**Task brief**.
Restate the listing below word for word. No picture belongs in the result.
——————
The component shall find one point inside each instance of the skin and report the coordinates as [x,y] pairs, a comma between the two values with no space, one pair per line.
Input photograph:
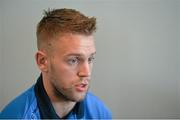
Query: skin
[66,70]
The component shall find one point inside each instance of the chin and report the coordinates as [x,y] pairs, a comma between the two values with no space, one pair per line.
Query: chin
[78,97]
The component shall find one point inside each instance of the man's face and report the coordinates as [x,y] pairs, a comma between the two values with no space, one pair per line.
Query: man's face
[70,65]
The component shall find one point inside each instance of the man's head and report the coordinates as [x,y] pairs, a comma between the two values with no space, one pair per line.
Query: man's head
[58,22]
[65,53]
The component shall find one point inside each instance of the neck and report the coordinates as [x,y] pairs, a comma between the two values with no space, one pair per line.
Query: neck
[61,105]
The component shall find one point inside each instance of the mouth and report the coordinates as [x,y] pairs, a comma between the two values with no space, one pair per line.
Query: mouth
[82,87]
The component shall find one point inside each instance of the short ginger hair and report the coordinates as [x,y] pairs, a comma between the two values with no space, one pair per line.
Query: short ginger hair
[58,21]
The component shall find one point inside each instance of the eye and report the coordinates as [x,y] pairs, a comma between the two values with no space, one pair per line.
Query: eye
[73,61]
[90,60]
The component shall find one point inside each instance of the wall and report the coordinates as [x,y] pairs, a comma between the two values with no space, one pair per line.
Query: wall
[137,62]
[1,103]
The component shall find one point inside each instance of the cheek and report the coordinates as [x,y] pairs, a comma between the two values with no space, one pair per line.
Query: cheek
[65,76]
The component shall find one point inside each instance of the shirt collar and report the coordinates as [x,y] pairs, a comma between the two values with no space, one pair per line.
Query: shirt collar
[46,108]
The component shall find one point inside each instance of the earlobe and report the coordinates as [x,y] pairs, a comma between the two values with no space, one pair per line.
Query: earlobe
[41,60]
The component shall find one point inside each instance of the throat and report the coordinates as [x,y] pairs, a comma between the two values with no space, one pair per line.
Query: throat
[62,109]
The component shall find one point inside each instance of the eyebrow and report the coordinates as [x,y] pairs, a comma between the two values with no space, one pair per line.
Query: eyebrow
——————
**Exercise solution**.
The component shall find one point inside each instance of the skin and report the coordinates as [x,y] pairs, a comma between the two values with no space, one pair per line.
Input photograph:
Query: skin
[66,70]
The component shall find one point inside each instance of the chin and report the coordinates as [x,y] pairs, a comma between the two values with no space, one pair per line.
Query: chin
[78,97]
The component shall find one point inside each instance of the man's face and report the coordinates as [x,y] pairs, a comma between the two values with no space, one pair per line.
Query: man's face
[70,65]
The component shall find one point inside each instance of the man's head and report the coordinates as [x,y] pairs, a comma between the two values with no space, one pair per line.
Query: man's head
[58,22]
[65,53]
The component shall find one point inside each instance of the neck and report the coordinates as [x,y] pairs, a comma between the two values with no space, one pair per line.
Query: neck
[61,105]
The component shall find one point inside each instance of the mouth and report the coordinates as [x,y] pairs, a comma between the two values with no space, one pair per line.
Query: mouth
[82,87]
The component shall find one point inside each instance of the short ginger hair and report the coordinates as [x,y] pairs, a comma between the two values with no space, one pair per line.
Query: short ginger hair
[58,21]
The component shall find one point inside each instance of the eye and report the coordinates as [x,y] pairs, a comma between the two values with no space, one pair per line.
Query: eye
[73,61]
[90,60]
The component shall find one point inside each instance of the wall and report the coordinates as [x,y] pairs, a comma between the two values with no space, one pair per line.
Query: wall
[137,62]
[1,103]
The component shall find one point inside each instance of the cheek and report the coordinates as [x,y] pairs, a comma between the two values with no space, one pair per line.
Query: cheek
[65,76]
The component shall find one point inside each instance of the shirt collar and report the coordinates as [x,y] pairs, a comma between the two values with no space, one pair per line.
Query: shirt collar
[46,108]
The component shall find one point inside each instance of the earlobe and report the coordinates as [x,y] pairs, a comma between the two values with no space, one pair per line.
Query: earlobe
[41,60]
The component shall find one point inside each instance of the throat and report the coordinates as [x,y] pairs, a comma between the two values with no space, one pair per line.
Query: throat
[62,109]
The component shall find one point inside each instance of the eyebrow and report the coordinates as [x,y] pairs, a comma between the two values with no space, one pair per line.
Query: eyebrow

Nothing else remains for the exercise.